DIRECTIVE:
Reproduce every record below exactly as it appears.

Position identification records
..........

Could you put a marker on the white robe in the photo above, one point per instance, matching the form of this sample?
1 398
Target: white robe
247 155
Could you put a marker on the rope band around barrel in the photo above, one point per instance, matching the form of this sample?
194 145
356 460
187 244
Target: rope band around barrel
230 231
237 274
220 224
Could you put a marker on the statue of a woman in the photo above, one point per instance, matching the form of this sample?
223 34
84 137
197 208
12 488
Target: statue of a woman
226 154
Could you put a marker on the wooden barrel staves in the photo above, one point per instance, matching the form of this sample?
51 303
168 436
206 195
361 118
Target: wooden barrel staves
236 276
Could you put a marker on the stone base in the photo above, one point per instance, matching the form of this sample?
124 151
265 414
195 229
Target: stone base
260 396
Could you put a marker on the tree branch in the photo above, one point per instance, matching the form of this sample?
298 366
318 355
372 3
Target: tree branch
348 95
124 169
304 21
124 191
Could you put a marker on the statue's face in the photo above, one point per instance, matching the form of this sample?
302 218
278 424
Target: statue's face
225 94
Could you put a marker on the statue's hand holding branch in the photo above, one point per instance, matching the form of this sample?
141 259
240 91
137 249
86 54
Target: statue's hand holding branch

..........

RESULT BELOW:
Could you put a marker on the white robe in the photo above, one point per instance, matching the form of this sample?
1 398
Target: white robe
247 155
Could you put a marker on the rope band around barrel in the photo above, one point per instance, matching the form of this sample?
194 145
356 460
187 244
Target: rope band around barrel
230 231
237 274
220 224
Could you put a marker on the statue of a woman in the photo above, one point per instance, matching the form of this sample?
223 34
84 137
197 208
12 488
Target: statue of a woman
226 154
Could you put a marker on the wooden barrel staves in the photo above, one point per instance, matching the form of this sample?
51 303
168 436
206 195
361 118
Target: wooden barrel staves
236 276
Could you put a marker on the stone base in the photo above, one point per instance, matching the form of this sample?
124 151
265 414
195 229
Target: stone base
260 396
Could you put a marker on the tree branch in the photo above, one point per instance, matching the form of this sample?
298 366
318 355
372 3
Target: tree branch
348 95
124 169
304 21
124 191
Could you put a marker on the statue's face in the photo above, one point per instance, matching the form of this sample?
302 218
278 424
Target: statue's face
225 94
Could you put a marker on the statue's hand holding branch in the photo above, one point per instance, matching the form of this sample?
141 259
240 91
137 249
86 54
Target: statue's hand holding branch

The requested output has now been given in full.